Repeat, without any change, the entries presented below.

+ + + +

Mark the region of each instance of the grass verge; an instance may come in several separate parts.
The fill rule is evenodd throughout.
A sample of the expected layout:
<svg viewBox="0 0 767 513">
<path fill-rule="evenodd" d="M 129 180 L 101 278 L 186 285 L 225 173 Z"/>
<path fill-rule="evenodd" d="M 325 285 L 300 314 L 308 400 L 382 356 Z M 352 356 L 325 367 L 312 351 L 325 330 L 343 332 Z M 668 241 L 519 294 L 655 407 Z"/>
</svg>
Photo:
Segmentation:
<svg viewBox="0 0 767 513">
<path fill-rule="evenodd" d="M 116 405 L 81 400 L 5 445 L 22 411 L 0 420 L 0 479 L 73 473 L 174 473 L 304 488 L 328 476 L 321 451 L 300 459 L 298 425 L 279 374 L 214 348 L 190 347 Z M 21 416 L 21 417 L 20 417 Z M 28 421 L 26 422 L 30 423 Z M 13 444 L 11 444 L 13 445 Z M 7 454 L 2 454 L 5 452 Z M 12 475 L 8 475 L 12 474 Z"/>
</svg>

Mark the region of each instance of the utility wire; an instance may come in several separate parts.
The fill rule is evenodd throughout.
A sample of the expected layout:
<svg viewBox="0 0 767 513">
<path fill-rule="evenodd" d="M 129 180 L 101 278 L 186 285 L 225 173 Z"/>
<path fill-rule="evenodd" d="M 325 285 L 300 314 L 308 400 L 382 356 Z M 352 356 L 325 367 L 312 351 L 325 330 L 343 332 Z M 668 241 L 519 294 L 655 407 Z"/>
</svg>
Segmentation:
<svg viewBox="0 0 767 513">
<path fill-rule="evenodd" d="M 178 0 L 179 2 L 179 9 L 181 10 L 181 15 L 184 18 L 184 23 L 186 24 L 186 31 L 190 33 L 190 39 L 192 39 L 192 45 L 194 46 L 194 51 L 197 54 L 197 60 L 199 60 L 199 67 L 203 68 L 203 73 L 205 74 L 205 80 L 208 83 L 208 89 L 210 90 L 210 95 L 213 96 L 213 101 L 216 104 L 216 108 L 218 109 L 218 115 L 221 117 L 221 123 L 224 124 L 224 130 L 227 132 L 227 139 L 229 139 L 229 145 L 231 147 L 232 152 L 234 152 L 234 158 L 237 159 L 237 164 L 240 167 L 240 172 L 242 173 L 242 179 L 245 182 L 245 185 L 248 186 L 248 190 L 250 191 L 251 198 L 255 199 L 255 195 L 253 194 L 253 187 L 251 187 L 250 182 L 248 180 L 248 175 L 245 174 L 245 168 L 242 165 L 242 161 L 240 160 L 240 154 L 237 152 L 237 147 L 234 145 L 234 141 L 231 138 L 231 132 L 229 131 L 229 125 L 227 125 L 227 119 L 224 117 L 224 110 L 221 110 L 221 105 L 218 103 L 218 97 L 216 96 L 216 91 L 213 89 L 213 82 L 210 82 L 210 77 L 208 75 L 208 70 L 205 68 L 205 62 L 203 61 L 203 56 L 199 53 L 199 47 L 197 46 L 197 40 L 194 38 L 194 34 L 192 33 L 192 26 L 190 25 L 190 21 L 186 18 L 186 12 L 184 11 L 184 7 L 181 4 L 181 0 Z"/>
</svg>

+ + + +

> **REPLY**
Mark the region of each instance of the grass verge; an instance may come in several separate parts.
The fill rule is evenodd throughout.
A sample of the expected layout:
<svg viewBox="0 0 767 513">
<path fill-rule="evenodd" d="M 129 180 L 101 278 L 186 285 L 225 173 Z"/>
<path fill-rule="evenodd" d="M 325 285 L 300 314 L 308 400 L 382 356 Z M 352 356 L 325 367 L 312 351 L 325 330 L 343 332 Z M 668 241 L 519 294 L 655 407 Z"/>
</svg>
Photo:
Segmentation:
<svg viewBox="0 0 767 513">
<path fill-rule="evenodd" d="M 116 405 L 81 400 L 5 445 L 22 411 L 0 420 L 0 479 L 73 473 L 174 473 L 304 488 L 328 476 L 321 451 L 300 459 L 298 425 L 279 374 L 214 348 L 190 347 Z M 21 416 L 21 417 L 20 417 Z M 28 421 L 26 422 L 30 423 Z M 13 444 L 11 444 L 13 445 Z M 7 454 L 2 454 L 5 452 Z M 12 475 L 8 475 L 12 474 Z"/>
</svg>

Mark the region of each instance of the utility wire; an instance may come in several separate parts.
The fill rule is evenodd throughout.
A sample of the expected layout:
<svg viewBox="0 0 767 513">
<path fill-rule="evenodd" d="M 129 180 L 101 278 L 186 285 L 225 173 Z"/>
<path fill-rule="evenodd" d="M 325 285 L 300 314 L 308 400 L 382 356 Z M 352 356 L 325 367 L 312 351 L 325 330 L 343 332 Z M 668 241 L 519 294 L 655 407 Z"/>
</svg>
Segmentation:
<svg viewBox="0 0 767 513">
<path fill-rule="evenodd" d="M 178 0 L 179 2 L 179 9 L 181 10 L 181 15 L 184 18 L 184 23 L 186 24 L 186 31 L 190 33 L 190 39 L 192 39 L 192 45 L 194 46 L 194 51 L 197 54 L 197 60 L 199 60 L 199 67 L 203 68 L 203 73 L 205 74 L 205 80 L 208 83 L 208 89 L 210 90 L 210 95 L 213 96 L 213 101 L 216 104 L 216 108 L 218 109 L 218 115 L 221 117 L 221 123 L 224 124 L 224 130 L 227 132 L 227 139 L 229 139 L 229 145 L 231 147 L 232 152 L 234 152 L 234 158 L 237 159 L 237 164 L 240 167 L 240 172 L 242 173 L 242 179 L 245 182 L 245 185 L 248 186 L 248 190 L 250 191 L 251 198 L 255 199 L 255 195 L 253 194 L 253 187 L 251 187 L 250 182 L 248 180 L 248 175 L 245 174 L 245 168 L 242 165 L 242 161 L 240 160 L 240 154 L 237 152 L 237 147 L 234 145 L 234 141 L 231 138 L 231 132 L 229 131 L 229 125 L 227 125 L 227 119 L 224 117 L 224 110 L 221 110 L 221 105 L 218 103 L 218 97 L 216 96 L 216 91 L 213 89 L 213 82 L 210 82 L 210 77 L 208 75 L 208 70 L 205 68 L 205 62 L 203 61 L 203 56 L 199 53 L 199 47 L 197 46 L 197 40 L 194 38 L 194 34 L 192 33 L 192 26 L 190 25 L 190 21 L 186 18 L 186 12 L 184 11 L 184 7 L 181 4 L 181 0 Z"/>
</svg>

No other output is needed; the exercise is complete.